* _Activity_
The lines from the top of the records below through the one containing "task | indicate the blue plastic bag on" are to be transcribed exactly, and nothing else is to be added.

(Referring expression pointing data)
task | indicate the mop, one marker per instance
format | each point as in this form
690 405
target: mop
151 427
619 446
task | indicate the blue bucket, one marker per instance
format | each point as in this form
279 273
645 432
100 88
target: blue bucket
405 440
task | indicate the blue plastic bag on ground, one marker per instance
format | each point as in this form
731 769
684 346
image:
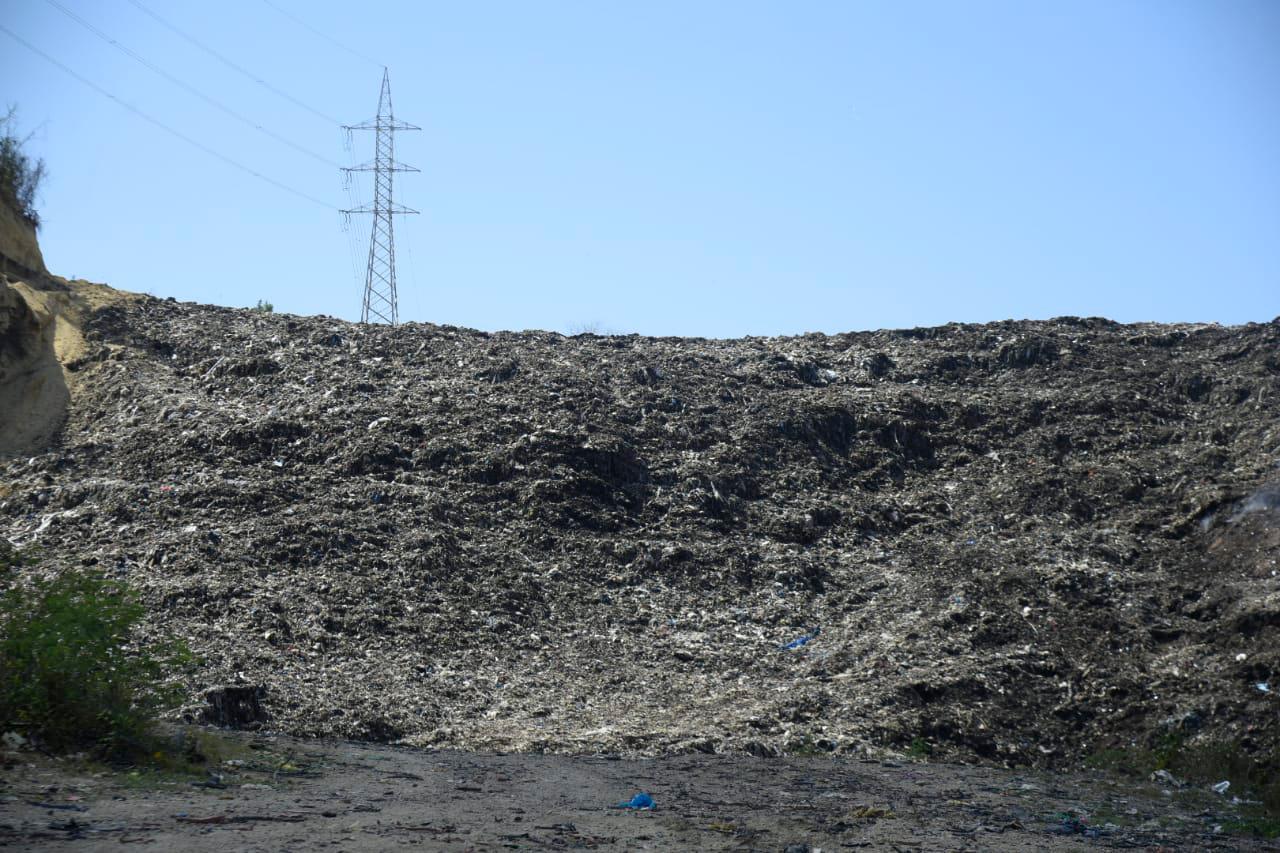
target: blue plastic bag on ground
639 802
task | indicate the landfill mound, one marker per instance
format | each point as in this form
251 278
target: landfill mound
1018 542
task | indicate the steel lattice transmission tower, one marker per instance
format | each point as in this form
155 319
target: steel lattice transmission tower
380 302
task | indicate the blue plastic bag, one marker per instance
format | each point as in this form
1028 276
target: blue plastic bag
640 802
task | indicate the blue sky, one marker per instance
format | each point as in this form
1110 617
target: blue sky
679 168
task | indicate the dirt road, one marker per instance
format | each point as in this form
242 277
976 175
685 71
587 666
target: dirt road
287 794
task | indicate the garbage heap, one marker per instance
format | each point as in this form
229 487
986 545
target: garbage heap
1015 542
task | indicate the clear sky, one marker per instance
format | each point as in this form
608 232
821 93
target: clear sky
695 167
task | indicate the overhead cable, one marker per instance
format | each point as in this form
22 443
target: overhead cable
191 89
161 124
234 65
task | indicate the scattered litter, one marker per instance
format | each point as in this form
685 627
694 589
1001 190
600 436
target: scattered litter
62 807
801 641
640 802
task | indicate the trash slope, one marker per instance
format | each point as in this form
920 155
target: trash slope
1022 542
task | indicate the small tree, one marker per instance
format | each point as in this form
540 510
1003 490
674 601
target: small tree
71 674
19 176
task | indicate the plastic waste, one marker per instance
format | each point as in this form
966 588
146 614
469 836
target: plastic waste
800 641
639 802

* _Solution_
task | indicate the mop, one marker per instance
format | each point as in this form
690 405
target: mop
151 427
619 446
task | indicate the blue bucket, one marker per instance
format | each point as in this form
279 273
645 432
100 88
target: blue bucket
405 440
task | indicate the blue plastic bag on ground, one marker per instance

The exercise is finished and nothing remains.